──────── EXTRAIT FOURNI ────────

J‘ai de mes ancêtres gaulois l’oeil bleu blanc, la cervelle étroite, et la maladresse dans la lutte. Je trouve mon habillement assez barbare que le leur. Mais je ne beurre pas ma chevelure.
RIMBAUD VAGABOND – cHOIX DE TEXTES ET POSFACE DE BRUNO DOUCEY
Les Gaulois étaient des écorcheurs de bêtes, les brûleurs d’herbes les plus ineptes de leur temps.
D’eux, j’ai : l’idolâtrie et l’amour du sacrilège; – oh ! tous les vices, colère, luxure, – magnifique la luxure; – surtout mensonge et paresse.
J’ai horreur de tous les métiers. Maîtres et ouvriers, tous paysans, ignobles. La main à plume vaut la main à charrue. – Quel siècle à mains ! – Je n’aurai jamais ma main. Après la domesticité mène trop loin. L’honnêteté de la mendicité me navre. Les criminels dégoûtent comme des châtrés : moi, je suis intact et ça m’est égal.
- ça se voit que vous avez été élevée dans du coton , Madame !
- …
La psychiatre élégante regarde l’adolescente dans les yeux, incline la tête, sa mimique des lèvres montre qu’elle va lui répondre le plus doucement possible. Pas du tac au tac. L’ado. avait assené son constat sur un ton plutôt las et presque tendre, elle avait détourné aussitôt son propre regard pour lorgner en direction de la porte fermée. Elle ne s’est pas levée. C’est déjà çà… - Vous avez raison… mais on peut en parler si vous voulez. Je suis là pour vous écouter.

──────── ENTRÉES EXTRAITES ────────

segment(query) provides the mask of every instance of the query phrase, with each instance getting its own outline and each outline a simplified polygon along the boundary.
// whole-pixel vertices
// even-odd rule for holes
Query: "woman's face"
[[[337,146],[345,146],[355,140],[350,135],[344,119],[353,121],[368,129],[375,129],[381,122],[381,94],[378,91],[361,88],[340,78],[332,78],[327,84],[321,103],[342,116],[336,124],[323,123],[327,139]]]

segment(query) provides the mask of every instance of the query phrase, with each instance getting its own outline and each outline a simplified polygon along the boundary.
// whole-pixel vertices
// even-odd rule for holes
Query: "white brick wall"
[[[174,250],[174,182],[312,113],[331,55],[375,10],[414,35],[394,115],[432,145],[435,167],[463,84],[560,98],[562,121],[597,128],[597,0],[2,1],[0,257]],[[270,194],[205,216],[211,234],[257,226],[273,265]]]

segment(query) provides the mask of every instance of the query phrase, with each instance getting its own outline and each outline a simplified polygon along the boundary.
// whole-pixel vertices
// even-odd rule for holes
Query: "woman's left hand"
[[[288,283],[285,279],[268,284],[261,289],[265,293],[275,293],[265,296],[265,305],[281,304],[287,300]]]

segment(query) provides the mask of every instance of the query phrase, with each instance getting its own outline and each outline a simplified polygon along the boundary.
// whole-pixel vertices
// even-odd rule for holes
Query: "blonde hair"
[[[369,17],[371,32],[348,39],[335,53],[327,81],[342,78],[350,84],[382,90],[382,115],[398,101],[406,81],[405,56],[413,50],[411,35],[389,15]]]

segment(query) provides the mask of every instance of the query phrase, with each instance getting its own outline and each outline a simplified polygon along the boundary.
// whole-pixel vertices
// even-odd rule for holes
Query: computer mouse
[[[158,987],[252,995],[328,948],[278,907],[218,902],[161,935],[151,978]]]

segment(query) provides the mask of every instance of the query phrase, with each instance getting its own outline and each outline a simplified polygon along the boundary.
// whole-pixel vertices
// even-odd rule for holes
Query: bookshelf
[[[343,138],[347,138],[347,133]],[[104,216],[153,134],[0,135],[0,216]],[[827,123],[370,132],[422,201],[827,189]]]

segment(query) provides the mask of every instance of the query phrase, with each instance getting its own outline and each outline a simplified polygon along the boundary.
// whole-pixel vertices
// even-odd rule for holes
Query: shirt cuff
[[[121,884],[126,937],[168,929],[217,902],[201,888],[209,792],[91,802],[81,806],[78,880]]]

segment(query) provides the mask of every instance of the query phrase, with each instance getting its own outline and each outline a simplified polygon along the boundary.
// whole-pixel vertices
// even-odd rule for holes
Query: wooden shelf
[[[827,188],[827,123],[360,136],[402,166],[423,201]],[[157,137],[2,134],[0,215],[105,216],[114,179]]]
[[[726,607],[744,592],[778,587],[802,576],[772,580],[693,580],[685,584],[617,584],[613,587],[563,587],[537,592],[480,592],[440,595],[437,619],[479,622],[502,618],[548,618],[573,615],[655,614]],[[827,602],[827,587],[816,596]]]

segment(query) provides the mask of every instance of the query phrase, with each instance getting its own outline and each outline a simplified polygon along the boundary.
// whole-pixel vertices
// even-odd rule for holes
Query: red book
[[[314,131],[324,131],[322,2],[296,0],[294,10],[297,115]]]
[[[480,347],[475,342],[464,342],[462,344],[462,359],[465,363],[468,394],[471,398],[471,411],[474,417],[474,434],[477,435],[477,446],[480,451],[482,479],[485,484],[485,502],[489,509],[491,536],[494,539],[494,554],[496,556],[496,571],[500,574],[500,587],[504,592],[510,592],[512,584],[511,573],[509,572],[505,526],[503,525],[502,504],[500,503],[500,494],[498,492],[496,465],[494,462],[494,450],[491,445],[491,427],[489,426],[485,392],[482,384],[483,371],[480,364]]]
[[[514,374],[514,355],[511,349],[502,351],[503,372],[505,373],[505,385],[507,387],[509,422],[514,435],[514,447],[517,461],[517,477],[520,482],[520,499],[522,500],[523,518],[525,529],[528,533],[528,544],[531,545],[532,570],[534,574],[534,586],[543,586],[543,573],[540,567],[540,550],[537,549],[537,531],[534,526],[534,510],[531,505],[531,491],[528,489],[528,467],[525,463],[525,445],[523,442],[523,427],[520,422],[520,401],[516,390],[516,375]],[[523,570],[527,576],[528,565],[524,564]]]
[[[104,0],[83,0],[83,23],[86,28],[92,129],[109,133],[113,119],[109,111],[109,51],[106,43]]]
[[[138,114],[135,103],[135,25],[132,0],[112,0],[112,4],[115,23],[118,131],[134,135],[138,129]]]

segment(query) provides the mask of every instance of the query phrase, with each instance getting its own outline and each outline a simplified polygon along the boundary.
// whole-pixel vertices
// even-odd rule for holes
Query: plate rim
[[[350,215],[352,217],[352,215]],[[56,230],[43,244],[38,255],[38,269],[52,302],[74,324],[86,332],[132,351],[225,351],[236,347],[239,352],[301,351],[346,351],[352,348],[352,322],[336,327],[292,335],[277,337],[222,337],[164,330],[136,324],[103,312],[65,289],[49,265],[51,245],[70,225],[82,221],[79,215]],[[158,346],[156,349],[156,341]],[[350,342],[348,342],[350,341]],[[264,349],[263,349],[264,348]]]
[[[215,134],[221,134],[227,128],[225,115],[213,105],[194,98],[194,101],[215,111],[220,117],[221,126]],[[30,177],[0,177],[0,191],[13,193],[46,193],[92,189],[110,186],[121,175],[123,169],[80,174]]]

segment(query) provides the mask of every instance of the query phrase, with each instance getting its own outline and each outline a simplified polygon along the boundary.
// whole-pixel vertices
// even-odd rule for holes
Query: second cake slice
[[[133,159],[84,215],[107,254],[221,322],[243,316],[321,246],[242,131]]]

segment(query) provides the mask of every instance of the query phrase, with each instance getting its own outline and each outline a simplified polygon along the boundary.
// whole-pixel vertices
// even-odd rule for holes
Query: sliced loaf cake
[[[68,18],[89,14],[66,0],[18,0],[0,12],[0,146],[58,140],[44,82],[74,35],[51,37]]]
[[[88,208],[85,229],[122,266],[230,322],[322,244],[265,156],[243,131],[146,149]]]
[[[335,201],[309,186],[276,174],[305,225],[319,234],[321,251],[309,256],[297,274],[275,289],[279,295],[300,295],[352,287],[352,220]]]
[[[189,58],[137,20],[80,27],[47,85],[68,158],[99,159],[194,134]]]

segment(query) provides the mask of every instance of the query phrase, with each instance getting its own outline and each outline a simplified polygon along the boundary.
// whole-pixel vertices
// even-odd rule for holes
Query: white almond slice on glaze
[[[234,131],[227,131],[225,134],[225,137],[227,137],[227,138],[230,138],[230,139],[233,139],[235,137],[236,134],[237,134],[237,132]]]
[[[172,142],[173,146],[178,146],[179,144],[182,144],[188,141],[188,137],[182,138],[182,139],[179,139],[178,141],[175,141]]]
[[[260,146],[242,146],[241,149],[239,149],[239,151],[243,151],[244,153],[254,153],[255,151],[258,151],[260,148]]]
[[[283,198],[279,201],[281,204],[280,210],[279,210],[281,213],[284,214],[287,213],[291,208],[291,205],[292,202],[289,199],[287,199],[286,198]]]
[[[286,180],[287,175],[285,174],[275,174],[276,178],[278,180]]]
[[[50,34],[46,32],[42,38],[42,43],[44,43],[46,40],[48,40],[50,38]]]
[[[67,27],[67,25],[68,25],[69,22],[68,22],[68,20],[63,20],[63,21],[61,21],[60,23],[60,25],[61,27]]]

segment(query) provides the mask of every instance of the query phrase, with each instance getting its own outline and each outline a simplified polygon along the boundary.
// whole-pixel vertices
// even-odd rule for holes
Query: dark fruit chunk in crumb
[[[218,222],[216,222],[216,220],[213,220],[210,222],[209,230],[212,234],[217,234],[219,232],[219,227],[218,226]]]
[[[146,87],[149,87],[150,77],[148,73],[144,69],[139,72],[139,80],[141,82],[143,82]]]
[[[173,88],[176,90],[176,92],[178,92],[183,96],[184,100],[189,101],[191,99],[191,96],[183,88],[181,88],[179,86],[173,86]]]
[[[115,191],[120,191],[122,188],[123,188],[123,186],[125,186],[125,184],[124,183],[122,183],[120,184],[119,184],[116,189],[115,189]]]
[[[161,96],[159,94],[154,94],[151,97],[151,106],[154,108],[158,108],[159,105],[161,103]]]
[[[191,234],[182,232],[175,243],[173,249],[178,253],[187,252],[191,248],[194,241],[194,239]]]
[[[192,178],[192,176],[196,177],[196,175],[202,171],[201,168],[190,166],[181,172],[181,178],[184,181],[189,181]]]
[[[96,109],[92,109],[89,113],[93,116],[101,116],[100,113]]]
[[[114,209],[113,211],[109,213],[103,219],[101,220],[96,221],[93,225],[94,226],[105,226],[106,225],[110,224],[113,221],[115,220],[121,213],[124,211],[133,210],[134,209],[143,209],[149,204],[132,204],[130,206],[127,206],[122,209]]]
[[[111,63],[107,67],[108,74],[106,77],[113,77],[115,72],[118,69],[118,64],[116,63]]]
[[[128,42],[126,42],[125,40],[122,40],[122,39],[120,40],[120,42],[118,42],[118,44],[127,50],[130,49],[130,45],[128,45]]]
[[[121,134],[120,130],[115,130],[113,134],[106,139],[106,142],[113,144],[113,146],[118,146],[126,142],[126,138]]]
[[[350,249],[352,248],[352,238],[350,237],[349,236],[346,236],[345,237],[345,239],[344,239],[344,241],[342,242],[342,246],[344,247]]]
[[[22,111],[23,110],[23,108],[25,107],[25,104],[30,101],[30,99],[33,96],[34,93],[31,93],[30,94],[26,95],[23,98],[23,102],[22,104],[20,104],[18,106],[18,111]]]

────────

Restituez l'extrait fourni ci-dessus en entier, mot pour mot et ponctuation comprise.

J‘ai de mes ancêtres gaulois l’oeil bleu blanc, la cervelle étroite, et la maladresse dans la lutte. Je trouve mon habillement assez barbare que le leur. Mais je ne beurre pas ma chevelure.
RIMBAUD VAGABOND – cHOIX DE TEXTES ET POSFACE DE BRUNO DOUCEY
Les Gaulois étaient des écorcheurs de bêtes, les brûleurs d’herbes les plus ineptes de leur temps.
D’eux, j’ai : l’idolâtrie et l’amour du sacrilège; – oh ! tous les vices, colère, luxure, – magnifique la luxure; – surtout mensonge et paresse.
J’ai horreur de tous les métiers. Maîtres et ouvriers, tous paysans, ignobles. La main à plume vaut la main à charrue. – Quel siècle à mains ! – Je n’aurai jamais ma main. Après la domesticité mène trop loin. L’honnêteté de la mendicité me navre. Les criminels dégoûtent comme des châtrés : moi, je suis intact et ça m’est égal.
- ça se voit que vous avez été élevée dans du coton , Madame !
- …
La psychiatre élégante regarde l’adolescente dans les yeux, incline la tête, sa mimique des lèvres montre qu’elle va lui répondre le plus doucement possible. Pas du tac au tac. L’ado. avait assené son constat sur un ton plutôt las et presque tendre, elle avait détourné aussitôt son propre regard pour lorgner en direction de la porte fermée. Elle ne s’est pas levée. C’est déjà çà… - Vous avez raison… mais on peut en parler si vous voulez. Je suis là pour vous écouter.